Brief:
Only one thing is required: the number of lines in the entries below that contain "bare".
------------
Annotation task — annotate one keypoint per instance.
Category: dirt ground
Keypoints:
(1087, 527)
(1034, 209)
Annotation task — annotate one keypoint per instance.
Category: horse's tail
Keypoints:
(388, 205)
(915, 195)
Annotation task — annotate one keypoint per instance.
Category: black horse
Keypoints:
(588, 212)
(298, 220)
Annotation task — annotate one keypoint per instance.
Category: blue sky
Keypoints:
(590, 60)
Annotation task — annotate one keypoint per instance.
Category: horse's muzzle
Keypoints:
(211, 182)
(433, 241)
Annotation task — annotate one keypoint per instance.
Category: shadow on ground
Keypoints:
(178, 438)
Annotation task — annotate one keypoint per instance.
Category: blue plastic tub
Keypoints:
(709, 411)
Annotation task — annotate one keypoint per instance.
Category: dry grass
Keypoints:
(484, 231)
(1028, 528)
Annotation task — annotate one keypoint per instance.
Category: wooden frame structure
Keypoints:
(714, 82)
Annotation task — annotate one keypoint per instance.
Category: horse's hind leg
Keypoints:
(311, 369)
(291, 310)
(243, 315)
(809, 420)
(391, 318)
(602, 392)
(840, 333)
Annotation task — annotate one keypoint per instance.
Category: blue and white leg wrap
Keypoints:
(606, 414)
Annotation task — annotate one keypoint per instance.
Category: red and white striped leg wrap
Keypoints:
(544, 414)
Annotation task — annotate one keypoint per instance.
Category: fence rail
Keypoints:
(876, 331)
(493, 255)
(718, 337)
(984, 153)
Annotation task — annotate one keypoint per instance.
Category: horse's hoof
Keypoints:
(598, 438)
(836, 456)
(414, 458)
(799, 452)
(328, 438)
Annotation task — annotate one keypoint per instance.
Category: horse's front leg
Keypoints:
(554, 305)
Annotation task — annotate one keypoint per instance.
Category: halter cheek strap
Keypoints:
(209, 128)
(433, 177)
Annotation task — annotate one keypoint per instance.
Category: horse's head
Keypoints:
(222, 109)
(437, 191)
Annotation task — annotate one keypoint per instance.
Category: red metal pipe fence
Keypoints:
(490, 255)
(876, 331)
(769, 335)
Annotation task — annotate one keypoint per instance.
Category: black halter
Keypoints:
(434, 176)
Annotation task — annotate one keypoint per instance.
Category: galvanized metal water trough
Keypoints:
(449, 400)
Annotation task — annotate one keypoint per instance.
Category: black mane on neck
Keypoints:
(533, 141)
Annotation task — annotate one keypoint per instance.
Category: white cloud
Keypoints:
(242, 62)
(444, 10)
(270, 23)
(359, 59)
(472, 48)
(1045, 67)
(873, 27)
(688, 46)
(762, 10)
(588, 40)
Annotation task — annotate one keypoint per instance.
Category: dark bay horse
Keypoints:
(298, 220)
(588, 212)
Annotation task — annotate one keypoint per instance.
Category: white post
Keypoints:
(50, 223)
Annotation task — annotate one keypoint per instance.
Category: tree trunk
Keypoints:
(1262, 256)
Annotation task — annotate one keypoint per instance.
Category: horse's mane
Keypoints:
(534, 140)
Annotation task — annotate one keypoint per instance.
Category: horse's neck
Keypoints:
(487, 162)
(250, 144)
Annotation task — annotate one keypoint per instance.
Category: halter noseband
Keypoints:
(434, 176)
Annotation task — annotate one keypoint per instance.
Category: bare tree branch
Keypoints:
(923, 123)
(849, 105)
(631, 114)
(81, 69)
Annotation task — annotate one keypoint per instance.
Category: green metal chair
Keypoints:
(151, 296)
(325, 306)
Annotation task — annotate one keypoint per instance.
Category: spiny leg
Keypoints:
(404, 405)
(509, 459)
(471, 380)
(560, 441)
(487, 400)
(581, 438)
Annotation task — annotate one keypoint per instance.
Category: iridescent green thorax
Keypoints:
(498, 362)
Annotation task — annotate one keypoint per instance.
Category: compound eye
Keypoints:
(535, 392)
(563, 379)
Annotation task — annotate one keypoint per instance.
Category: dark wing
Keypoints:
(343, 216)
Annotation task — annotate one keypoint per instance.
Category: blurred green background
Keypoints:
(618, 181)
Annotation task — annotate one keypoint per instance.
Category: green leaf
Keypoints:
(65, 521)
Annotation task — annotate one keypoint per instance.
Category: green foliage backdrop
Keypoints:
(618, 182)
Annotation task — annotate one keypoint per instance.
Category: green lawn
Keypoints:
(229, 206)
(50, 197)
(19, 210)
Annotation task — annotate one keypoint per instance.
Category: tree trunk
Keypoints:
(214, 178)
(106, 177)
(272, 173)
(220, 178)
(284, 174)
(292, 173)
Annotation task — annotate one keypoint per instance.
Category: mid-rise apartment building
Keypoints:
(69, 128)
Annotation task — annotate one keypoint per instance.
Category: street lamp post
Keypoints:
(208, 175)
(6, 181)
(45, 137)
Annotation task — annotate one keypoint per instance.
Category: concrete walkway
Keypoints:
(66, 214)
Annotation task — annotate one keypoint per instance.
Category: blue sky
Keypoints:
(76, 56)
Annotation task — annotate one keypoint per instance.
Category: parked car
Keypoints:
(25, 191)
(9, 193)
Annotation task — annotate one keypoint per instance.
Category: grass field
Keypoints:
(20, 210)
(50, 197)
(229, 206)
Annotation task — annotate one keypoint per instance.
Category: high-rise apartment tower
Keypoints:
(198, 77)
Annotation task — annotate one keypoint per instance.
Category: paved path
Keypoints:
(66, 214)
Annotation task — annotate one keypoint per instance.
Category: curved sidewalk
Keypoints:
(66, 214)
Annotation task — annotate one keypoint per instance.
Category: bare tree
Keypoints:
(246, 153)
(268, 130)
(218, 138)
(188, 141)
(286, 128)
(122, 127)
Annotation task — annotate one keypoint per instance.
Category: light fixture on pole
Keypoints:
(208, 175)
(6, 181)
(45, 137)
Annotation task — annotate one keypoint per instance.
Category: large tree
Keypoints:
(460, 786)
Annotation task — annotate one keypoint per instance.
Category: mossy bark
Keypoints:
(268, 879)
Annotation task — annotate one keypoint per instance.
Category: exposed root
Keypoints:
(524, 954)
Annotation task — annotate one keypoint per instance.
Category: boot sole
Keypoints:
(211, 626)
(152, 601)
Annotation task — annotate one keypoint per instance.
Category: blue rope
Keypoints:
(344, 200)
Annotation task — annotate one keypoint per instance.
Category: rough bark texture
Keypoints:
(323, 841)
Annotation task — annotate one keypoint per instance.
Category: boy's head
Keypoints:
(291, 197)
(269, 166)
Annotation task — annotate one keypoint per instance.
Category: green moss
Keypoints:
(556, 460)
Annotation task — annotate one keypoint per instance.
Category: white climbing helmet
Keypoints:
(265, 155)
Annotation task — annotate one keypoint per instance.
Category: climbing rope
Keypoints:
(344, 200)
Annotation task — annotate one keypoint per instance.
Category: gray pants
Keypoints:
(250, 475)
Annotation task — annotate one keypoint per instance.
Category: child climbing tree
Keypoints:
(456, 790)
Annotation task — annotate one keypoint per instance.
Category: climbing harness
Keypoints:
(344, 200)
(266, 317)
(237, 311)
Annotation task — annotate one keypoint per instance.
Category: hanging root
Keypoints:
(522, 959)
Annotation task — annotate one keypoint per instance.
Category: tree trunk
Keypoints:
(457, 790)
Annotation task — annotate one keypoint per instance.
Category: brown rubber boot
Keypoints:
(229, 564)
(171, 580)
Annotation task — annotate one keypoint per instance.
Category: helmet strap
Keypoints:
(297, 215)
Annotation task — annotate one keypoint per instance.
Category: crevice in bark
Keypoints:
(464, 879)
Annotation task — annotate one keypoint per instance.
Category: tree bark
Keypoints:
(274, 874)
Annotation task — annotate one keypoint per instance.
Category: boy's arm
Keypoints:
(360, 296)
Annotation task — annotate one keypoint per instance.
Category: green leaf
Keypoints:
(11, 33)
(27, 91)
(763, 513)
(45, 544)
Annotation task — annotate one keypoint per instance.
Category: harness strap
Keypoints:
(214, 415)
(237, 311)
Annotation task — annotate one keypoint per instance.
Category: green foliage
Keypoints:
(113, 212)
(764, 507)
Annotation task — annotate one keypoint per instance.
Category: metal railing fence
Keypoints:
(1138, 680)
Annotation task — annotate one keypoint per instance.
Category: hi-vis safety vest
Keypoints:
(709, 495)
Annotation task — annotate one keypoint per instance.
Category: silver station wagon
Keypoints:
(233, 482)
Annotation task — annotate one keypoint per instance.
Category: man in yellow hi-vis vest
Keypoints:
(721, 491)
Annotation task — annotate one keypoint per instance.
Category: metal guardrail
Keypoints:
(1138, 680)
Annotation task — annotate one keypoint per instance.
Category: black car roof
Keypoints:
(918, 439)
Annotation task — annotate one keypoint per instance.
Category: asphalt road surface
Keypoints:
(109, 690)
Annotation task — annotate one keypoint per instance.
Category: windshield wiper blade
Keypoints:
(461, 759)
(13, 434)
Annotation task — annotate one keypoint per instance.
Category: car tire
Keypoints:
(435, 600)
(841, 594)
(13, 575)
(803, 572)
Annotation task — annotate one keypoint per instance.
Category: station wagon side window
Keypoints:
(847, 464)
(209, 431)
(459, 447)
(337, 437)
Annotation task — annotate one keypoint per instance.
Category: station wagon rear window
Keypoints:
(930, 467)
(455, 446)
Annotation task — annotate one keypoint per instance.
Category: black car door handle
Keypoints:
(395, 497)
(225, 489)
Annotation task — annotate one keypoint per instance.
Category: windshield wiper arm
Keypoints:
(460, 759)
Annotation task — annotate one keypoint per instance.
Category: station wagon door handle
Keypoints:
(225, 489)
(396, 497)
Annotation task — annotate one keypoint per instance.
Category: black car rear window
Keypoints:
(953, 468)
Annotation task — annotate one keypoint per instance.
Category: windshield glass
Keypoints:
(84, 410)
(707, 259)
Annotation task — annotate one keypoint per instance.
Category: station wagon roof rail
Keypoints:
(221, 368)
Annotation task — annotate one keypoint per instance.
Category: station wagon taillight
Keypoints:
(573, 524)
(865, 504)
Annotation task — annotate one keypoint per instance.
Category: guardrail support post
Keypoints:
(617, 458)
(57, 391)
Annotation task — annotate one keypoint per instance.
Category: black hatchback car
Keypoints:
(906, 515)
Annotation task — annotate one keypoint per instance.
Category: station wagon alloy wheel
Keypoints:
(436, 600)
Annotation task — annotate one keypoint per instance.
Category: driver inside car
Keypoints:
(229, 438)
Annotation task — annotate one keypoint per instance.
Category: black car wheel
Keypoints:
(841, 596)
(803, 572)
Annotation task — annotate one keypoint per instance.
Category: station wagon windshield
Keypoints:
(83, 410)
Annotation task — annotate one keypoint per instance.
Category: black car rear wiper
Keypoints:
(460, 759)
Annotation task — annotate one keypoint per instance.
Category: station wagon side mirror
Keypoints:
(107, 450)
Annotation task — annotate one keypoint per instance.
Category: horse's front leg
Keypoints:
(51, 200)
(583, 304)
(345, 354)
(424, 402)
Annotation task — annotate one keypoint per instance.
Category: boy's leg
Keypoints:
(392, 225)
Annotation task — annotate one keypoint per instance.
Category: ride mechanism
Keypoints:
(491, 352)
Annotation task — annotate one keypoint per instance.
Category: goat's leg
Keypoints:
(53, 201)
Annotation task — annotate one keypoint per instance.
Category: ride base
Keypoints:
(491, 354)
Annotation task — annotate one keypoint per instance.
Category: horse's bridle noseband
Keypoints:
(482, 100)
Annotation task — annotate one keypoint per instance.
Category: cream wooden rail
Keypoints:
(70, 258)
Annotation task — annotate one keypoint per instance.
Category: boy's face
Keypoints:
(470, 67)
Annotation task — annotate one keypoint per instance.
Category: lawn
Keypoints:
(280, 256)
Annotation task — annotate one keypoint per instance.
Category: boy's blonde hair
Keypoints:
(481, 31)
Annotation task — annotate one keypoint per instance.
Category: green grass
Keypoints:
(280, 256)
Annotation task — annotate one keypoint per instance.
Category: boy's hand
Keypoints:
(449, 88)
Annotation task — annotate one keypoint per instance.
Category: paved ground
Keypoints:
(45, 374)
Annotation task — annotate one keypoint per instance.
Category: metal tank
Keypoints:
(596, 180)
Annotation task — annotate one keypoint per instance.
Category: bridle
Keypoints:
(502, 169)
------------
Task output:
2